> **DIRECTION**
Rescale the part of the data that opens with the line containing "the egret's long" and runs through the end of the data. Reproduce every line in that part, not only the answers, and multiply each x and y coordinate in the answers by 1.45, rounding to whole numbers with halves going up.

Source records
-- Begin --

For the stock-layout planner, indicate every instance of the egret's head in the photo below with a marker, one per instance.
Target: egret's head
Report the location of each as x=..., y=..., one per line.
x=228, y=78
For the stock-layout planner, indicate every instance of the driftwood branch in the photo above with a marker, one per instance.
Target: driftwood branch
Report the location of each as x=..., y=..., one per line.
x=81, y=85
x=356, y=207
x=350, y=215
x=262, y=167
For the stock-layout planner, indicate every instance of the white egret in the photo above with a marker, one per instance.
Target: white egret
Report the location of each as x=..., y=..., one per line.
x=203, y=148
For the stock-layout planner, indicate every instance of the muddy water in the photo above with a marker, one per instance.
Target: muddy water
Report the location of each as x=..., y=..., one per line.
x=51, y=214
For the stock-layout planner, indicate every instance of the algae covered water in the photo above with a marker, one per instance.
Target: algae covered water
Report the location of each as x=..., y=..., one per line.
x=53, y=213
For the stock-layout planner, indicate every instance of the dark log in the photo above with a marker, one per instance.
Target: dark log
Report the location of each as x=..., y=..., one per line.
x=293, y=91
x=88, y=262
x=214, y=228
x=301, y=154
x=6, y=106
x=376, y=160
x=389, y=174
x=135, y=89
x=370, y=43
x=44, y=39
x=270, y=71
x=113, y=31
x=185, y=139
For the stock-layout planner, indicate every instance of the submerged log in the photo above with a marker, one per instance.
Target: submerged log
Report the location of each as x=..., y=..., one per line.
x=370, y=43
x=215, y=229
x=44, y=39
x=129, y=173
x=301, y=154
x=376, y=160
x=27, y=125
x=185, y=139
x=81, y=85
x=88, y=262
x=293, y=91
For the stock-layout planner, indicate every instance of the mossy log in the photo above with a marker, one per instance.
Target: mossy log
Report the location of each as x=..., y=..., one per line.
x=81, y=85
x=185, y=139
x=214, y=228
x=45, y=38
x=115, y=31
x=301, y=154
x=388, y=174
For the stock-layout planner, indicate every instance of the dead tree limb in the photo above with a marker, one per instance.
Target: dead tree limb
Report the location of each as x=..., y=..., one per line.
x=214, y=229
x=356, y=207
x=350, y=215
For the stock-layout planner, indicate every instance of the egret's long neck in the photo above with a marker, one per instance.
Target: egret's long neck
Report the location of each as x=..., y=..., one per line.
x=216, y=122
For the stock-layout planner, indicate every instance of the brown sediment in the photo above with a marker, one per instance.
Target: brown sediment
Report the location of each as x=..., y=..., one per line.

-- End --

> **RESULT BELOW**
For the stock-layout planner, indicate every instance of the egret's long neck in the photo above with a marker, one per instance.
Target: egret's long neck
Report the location of each as x=..., y=..., one per line.
x=313, y=177
For the stock-layout planner, indicate every instance of the brown sediment in the photo above with a marker, one per instance.
Target: brown sediment
Report the location of each as x=..., y=..., one per line.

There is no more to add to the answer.